Goal:
In the text below about the album Slow Motion, which band member left the day before recording was set to begin?

Studio album by Man
- Released: October 1974
- Recorded: July and September 1974
- Studio: Rockfield Studios near Monmouth
- Length: 39:33
- Label: United Artists
- Producer: Man with Anton Matthews

Man chronology
| Rhinos, Winos and Lunatics (1974) | Slow Motion (1974) | Maximum Darkness (1975) |

= Slow Motion (Man album) =

Slow Motion is the ninth album by the Welsh rock band Man and was released on the United Artists Records label. It was the only album recorded by this line-up, Malcolm Morley (guitar, keyboards, vocals) having left the day before recording was due to start. He was not replaced, so the album was recorded by the remaining four members. Unlike the previous and subsequent albums (Rhinos, Winos and Lunatics and The Welsh Connection) Slow Motion failed to make the UK top 40 album chart.

Entries provided:
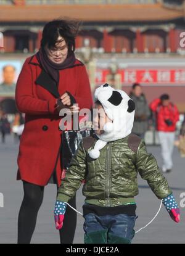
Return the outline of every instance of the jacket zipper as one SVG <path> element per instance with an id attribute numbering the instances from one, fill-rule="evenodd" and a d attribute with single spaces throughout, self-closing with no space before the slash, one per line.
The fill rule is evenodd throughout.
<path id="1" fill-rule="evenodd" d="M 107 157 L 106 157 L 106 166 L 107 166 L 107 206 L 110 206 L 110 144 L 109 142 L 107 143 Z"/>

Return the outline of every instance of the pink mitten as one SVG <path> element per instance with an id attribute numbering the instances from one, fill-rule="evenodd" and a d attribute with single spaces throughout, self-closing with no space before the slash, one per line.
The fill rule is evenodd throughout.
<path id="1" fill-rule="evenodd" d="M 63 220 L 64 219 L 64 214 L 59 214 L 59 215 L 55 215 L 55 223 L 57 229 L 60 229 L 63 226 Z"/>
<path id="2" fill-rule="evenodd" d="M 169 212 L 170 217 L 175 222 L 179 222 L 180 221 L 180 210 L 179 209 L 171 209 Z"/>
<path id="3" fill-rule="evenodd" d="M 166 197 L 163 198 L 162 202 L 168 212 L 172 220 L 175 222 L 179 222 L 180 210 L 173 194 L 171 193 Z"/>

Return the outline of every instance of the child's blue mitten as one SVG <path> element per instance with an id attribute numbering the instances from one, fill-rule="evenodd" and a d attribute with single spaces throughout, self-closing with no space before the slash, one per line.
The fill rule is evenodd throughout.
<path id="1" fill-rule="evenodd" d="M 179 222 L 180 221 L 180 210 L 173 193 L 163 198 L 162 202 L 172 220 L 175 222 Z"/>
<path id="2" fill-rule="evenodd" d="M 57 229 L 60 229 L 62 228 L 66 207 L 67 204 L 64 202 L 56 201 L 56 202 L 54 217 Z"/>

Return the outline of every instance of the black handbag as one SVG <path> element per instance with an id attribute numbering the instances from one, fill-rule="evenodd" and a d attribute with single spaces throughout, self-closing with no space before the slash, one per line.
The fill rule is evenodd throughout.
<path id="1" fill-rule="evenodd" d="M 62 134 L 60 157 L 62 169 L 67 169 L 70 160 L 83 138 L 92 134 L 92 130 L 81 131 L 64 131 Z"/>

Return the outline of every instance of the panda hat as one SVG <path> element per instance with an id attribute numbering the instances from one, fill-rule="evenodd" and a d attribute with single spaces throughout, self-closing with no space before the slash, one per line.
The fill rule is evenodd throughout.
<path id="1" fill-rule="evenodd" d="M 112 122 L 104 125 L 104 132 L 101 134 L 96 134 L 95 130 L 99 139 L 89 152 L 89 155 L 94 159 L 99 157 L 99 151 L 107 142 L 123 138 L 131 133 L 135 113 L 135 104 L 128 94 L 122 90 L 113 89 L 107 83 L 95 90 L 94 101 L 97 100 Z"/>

---

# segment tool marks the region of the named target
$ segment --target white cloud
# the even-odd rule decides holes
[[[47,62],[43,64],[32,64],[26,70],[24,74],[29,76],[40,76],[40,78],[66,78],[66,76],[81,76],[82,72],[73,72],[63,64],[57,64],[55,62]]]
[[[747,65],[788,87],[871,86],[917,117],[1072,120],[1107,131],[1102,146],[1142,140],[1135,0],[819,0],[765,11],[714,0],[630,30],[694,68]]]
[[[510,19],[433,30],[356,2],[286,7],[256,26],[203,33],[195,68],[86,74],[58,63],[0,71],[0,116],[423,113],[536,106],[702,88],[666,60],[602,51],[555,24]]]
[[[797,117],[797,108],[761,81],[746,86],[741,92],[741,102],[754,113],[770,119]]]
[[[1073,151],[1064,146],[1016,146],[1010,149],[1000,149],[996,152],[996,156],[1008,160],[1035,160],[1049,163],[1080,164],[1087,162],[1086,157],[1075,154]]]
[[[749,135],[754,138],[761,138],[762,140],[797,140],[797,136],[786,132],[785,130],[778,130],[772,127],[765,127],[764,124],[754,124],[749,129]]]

--

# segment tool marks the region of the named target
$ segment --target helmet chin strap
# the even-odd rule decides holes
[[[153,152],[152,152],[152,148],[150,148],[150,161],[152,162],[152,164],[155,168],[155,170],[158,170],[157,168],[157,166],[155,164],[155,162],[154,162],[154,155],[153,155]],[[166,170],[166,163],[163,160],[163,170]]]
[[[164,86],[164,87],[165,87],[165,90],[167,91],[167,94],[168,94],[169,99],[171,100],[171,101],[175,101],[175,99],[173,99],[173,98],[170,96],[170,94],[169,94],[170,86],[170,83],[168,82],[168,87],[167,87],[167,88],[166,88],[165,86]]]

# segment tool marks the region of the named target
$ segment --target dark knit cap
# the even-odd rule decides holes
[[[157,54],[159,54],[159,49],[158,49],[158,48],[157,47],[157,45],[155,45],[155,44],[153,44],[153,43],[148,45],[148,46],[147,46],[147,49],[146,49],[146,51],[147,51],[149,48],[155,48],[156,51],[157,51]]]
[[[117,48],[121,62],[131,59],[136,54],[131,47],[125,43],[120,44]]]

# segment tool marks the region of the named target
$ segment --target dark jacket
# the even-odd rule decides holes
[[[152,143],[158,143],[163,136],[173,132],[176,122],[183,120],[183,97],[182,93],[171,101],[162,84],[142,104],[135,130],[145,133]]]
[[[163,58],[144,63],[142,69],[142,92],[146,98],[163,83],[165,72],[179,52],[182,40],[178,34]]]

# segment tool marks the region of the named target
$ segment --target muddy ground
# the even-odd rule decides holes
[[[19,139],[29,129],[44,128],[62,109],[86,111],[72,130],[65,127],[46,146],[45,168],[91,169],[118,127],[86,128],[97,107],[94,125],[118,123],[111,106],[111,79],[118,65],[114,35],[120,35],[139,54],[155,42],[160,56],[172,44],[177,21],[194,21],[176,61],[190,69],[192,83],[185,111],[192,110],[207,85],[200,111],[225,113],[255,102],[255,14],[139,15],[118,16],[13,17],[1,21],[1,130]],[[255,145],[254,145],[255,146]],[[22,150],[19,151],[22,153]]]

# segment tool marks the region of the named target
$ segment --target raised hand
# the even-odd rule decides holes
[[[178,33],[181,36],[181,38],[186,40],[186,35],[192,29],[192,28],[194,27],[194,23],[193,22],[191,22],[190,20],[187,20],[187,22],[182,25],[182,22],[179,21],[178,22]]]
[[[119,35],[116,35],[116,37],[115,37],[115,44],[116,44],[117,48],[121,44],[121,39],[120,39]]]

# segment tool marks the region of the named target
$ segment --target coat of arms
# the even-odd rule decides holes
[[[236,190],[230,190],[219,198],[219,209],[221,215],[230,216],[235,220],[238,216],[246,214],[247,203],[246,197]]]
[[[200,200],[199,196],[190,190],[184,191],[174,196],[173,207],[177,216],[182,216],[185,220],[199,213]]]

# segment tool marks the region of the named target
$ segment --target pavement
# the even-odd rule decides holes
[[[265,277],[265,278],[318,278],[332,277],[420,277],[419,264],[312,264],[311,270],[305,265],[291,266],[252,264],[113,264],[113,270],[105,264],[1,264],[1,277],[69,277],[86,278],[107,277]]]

Reply to the exercise:
Malcolm Morley